### [Page text]
------------------------------------

Ida Sztahura, head of department, Consumer Marketing Directorate, T-Home Marketing Branch, says that the company operates three types of networks. Copper offers customers ADSL, VoIP, PSTN and IPTV; fibre IPTV, VoIP and fibre internet; and cable voice over cable, cable internet and analogue and digital TV.
However, this is something the customer does not need to understand, their interest being in the service on offer, along with the price.
She adds that, “the Hungarian market is interested in double and triple play services”. In the case of Magyar Telekom, its most popular triple play package currently costs HUF6,640 a month.
However, satellite packages are cheaper than analogue/digital cable or IPTV ones.
Although all three platforms offer HD channels, IPTV and cable (six each) currently provide more that DTH (three). The HD portfolio consists of Eurosport HD, Filmbox HD, National Geographic HD and History HD, along with M1 HD and M2 HD, though the latter two offer only a limited amount of HD content.
Although the company’s cable operation is well established and DTH platform surprisingly successful, Sztahura says “we believe in IPTV very much. (We) focus on IPTV because it offers so many new features.”
Despite being slow to get off the ground, the IPTV service now has over 60,000 subscribers. However, it can be received by a potential 700-800,000.
The only real competition it faces is from Invitel, though some 2-3 ISPs now also take Magyar Telekom’s wholesale offer and distribute it using their own brand names.
Commenting on the company’s DTH platform, Sztahura says that many of its customers have come from the rival services UPC and Digi, as well as from small cable operators.
Magyar Telekom’s cable operation has meanwhile deployed DOCSIS 3.0 to offer its subscribers broadband internet access at speeds of up to 80 Mbps.

------------------------------------

### [Data listing]
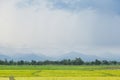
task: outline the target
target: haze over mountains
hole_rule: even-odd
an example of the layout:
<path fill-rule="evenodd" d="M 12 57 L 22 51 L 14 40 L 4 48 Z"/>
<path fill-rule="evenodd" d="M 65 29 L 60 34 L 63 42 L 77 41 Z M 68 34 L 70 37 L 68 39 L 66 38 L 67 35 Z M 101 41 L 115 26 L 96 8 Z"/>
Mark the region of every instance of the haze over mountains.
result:
<path fill-rule="evenodd" d="M 44 61 L 44 60 L 63 60 L 63 59 L 75 59 L 75 58 L 82 58 L 84 61 L 94 61 L 95 59 L 99 60 L 116 60 L 120 61 L 120 56 L 119 55 L 114 55 L 114 54 L 109 54 L 109 55 L 102 55 L 102 56 L 95 56 L 95 55 L 85 55 L 79 52 L 69 52 L 64 55 L 60 55 L 57 57 L 49 57 L 45 56 L 43 54 L 35 54 L 35 53 L 20 53 L 20 54 L 15 54 L 15 55 L 4 55 L 0 54 L 0 59 L 4 60 L 24 60 L 24 61 L 31 61 L 31 60 L 36 60 L 36 61 Z"/>

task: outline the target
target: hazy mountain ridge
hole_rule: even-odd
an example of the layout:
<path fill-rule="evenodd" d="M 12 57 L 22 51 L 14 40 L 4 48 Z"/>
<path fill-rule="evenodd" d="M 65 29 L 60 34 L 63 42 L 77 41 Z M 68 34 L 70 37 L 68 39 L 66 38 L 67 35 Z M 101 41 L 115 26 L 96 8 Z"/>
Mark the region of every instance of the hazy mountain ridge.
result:
<path fill-rule="evenodd" d="M 84 61 L 94 61 L 95 59 L 99 59 L 99 60 L 116 60 L 116 61 L 120 61 L 120 56 L 119 55 L 113 55 L 113 54 L 109 54 L 109 55 L 102 55 L 102 56 L 95 56 L 95 55 L 85 55 L 79 52 L 69 52 L 66 53 L 64 55 L 58 56 L 58 57 L 48 57 L 45 56 L 43 54 L 35 54 L 35 53 L 17 53 L 13 56 L 9 56 L 9 55 L 4 55 L 4 54 L 0 54 L 0 59 L 4 60 L 14 60 L 14 61 L 18 61 L 18 60 L 25 60 L 25 61 L 31 61 L 31 60 L 36 60 L 36 61 L 44 61 L 44 60 L 63 60 L 63 59 L 75 59 L 75 58 L 82 58 Z"/>

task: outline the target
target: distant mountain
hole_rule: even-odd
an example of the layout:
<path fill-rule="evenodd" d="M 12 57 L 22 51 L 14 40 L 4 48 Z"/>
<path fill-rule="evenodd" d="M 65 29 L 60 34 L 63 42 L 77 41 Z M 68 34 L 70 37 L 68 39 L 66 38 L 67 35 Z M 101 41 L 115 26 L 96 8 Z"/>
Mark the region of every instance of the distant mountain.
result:
<path fill-rule="evenodd" d="M 48 57 L 46 57 L 45 55 L 42 54 L 34 54 L 34 53 L 27 53 L 27 54 L 17 54 L 14 57 L 12 56 L 13 60 L 25 60 L 25 61 L 31 61 L 31 60 L 36 60 L 36 61 L 44 61 L 49 59 Z"/>
<path fill-rule="evenodd" d="M 101 54 L 100 57 L 109 61 L 112 61 L 112 60 L 120 61 L 120 55 L 117 55 L 117 54 L 104 53 L 104 54 Z"/>
<path fill-rule="evenodd" d="M 59 60 L 63 60 L 63 59 L 75 59 L 75 58 L 81 58 L 84 61 L 93 61 L 95 59 L 102 59 L 100 57 L 94 56 L 94 55 L 85 55 L 85 54 L 81 54 L 78 52 L 69 52 L 67 54 L 64 54 L 62 56 L 60 56 L 58 59 Z"/>
<path fill-rule="evenodd" d="M 31 61 L 31 60 L 36 60 L 36 61 L 44 61 L 44 60 L 63 60 L 63 59 L 75 59 L 75 58 L 81 58 L 84 61 L 94 61 L 95 59 L 99 59 L 99 60 L 116 60 L 116 61 L 120 61 L 120 56 L 119 55 L 115 55 L 115 54 L 103 54 L 100 56 L 95 56 L 95 55 L 85 55 L 79 52 L 69 52 L 66 53 L 64 55 L 58 56 L 58 57 L 48 57 L 45 56 L 43 54 L 35 54 L 35 53 L 15 53 L 15 55 L 13 56 L 7 56 L 4 54 L 0 54 L 0 60 L 15 60 L 15 61 L 19 61 L 19 60 L 25 60 L 25 61 Z"/>
<path fill-rule="evenodd" d="M 0 54 L 0 60 L 5 60 L 5 59 L 10 60 L 11 58 L 9 56 Z"/>

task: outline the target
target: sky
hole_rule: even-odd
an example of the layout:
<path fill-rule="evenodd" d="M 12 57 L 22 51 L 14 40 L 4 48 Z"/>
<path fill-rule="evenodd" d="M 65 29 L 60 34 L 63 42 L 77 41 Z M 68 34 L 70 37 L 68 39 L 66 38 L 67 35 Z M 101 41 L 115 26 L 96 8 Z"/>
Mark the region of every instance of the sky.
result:
<path fill-rule="evenodd" d="M 119 0 L 0 0 L 0 52 L 120 55 Z"/>

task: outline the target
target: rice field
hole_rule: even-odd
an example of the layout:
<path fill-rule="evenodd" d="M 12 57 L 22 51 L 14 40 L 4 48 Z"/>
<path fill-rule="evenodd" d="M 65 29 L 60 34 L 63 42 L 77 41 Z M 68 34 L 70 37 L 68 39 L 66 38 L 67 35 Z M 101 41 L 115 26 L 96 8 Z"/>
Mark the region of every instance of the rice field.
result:
<path fill-rule="evenodd" d="M 120 80 L 120 66 L 0 66 L 0 80 Z"/>

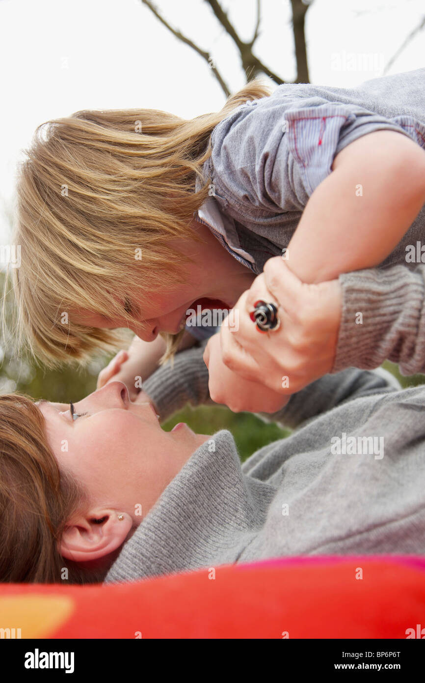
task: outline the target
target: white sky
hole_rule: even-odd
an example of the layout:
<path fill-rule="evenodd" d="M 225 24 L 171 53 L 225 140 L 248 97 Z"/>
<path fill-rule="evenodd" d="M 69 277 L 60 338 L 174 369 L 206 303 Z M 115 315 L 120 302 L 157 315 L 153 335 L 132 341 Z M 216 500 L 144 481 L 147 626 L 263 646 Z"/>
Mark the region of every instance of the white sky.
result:
<path fill-rule="evenodd" d="M 233 92 L 244 83 L 235 46 L 203 0 L 156 0 L 168 22 L 209 51 Z M 243 40 L 255 0 L 222 0 Z M 289 0 L 262 0 L 255 53 L 282 78 L 295 77 Z M 312 83 L 353 87 L 383 68 L 425 14 L 424 0 L 314 0 L 307 14 Z M 422 30 L 388 73 L 425 66 Z M 350 54 L 373 70 L 352 70 Z M 336 69 L 335 55 L 343 67 Z M 352 55 L 351 55 L 352 59 Z M 361 57 L 359 57 L 359 60 Z M 83 109 L 149 107 L 190 118 L 220 109 L 224 94 L 207 62 L 140 0 L 0 0 L 0 238 L 14 201 L 20 150 L 38 125 Z M 345 68 L 344 68 L 345 65 Z"/>

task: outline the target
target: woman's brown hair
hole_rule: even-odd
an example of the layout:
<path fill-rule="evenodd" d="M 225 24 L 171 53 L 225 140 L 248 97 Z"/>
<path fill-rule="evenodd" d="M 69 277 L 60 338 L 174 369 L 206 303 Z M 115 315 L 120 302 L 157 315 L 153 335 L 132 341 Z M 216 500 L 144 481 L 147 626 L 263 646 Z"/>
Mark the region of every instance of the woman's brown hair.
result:
<path fill-rule="evenodd" d="M 89 496 L 59 469 L 42 413 L 31 398 L 0 396 L 0 582 L 101 582 L 107 569 L 89 569 L 59 553 L 67 520 Z"/>

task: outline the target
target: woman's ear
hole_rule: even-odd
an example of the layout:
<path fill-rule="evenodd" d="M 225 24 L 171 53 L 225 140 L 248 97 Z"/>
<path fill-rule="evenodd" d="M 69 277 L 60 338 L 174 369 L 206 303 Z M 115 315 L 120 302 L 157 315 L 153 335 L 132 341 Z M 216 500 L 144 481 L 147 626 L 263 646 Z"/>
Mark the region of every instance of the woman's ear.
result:
<path fill-rule="evenodd" d="M 63 557 L 89 562 L 113 553 L 126 540 L 133 520 L 126 512 L 92 510 L 66 525 L 57 548 Z"/>

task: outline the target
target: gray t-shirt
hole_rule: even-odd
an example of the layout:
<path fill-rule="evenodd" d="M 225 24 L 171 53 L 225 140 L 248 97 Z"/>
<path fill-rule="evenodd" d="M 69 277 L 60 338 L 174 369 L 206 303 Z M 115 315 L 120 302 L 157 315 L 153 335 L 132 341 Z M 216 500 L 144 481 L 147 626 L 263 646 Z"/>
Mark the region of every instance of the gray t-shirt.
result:
<path fill-rule="evenodd" d="M 425 150 L 425 68 L 349 89 L 278 86 L 214 129 L 203 169 L 213 194 L 199 219 L 235 258 L 261 273 L 287 247 L 336 154 L 379 130 L 398 131 Z M 389 359 L 404 374 L 425 373 L 424 231 L 425 205 L 379 267 L 340 275 L 342 317 L 332 372 Z M 406 259 L 409 246 L 420 255 L 414 262 Z"/>

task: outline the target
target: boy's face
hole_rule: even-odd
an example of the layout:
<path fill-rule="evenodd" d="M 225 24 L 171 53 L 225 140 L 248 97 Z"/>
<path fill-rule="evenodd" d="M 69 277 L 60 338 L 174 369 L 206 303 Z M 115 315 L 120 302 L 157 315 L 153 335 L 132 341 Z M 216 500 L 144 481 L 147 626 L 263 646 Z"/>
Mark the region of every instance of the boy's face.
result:
<path fill-rule="evenodd" d="M 140 321 L 131 329 L 145 342 L 153 342 L 160 332 L 177 334 L 185 326 L 189 309 L 196 310 L 199 304 L 203 309 L 232 308 L 255 277 L 223 249 L 207 227 L 197 222 L 196 226 L 198 233 L 205 238 L 205 243 L 171 240 L 172 247 L 194 259 L 187 283 L 177 285 L 172 292 L 156 293 L 149 305 L 136 293 L 129 294 L 127 305 Z M 90 327 L 128 326 L 124 316 L 113 320 L 87 310 L 76 311 L 72 319 Z"/>
<path fill-rule="evenodd" d="M 130 329 L 145 342 L 153 342 L 160 332 L 177 335 L 185 326 L 186 318 L 190 315 L 189 309 L 196 310 L 198 304 L 203 309 L 232 307 L 233 304 L 220 299 L 196 298 L 196 292 L 193 290 L 193 287 L 186 285 L 176 288 L 172 294 L 156 294 L 152 297 L 149 309 L 141 306 L 136 296 L 129 297 L 128 304 L 131 306 L 132 313 L 140 321 L 138 324 L 132 325 Z M 110 320 L 98 313 L 79 311 L 73 318 L 78 324 L 90 327 L 113 329 L 128 326 L 124 316 L 121 319 Z"/>

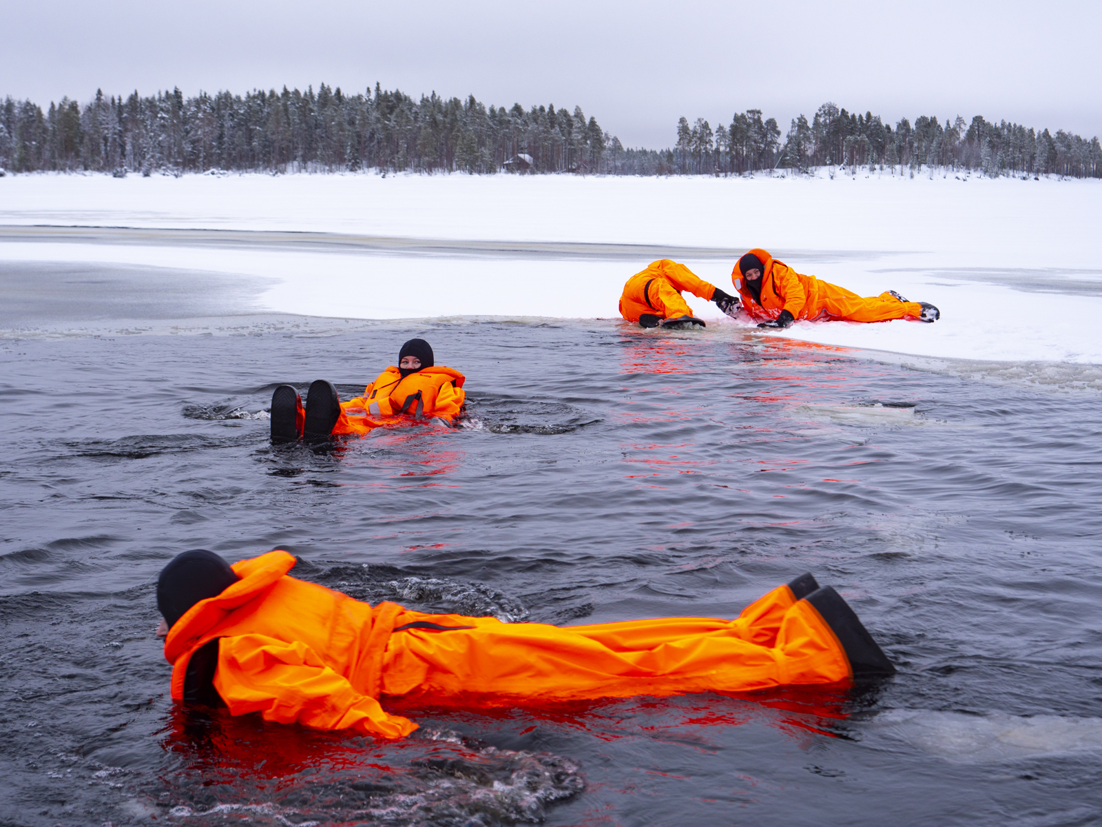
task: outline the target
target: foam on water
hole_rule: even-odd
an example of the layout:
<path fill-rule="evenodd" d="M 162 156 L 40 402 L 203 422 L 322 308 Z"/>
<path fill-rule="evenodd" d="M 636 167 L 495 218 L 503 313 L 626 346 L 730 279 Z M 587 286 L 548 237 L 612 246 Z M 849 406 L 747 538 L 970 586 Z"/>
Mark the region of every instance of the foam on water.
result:
<path fill-rule="evenodd" d="M 959 763 L 1102 753 L 1102 718 L 893 709 L 877 715 L 874 723 L 893 738 Z"/>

------------------------------------

### [Job 1]
List every HD channel named in the article on Magyar Telekom.
### [Job 2]
Update the article on Magyar Telekom by writing out the stretch from "Commenting on the" through "to 80 Mbps." again, with "DOCSIS 3.0" replaced by "DOCSIS 3.1".
The records have no connection to the article on Magyar Telekom.

### [Exercise response 1]
Eurosport HD, Filmbox HD, National Geographic HD, History HD, M1 HD, M2 HD

### [Exercise response 2]
Commenting on the company’s DTH platform, Sztahura says that many of its customers have come from the rival services UPC and Digi, as well as from small cable operators.
Magyar Telekom’s cable operation has meanwhile deployed DOCSIS 3.1 to offer its subscribers broadband internet access at speeds of up to 80 Mbps.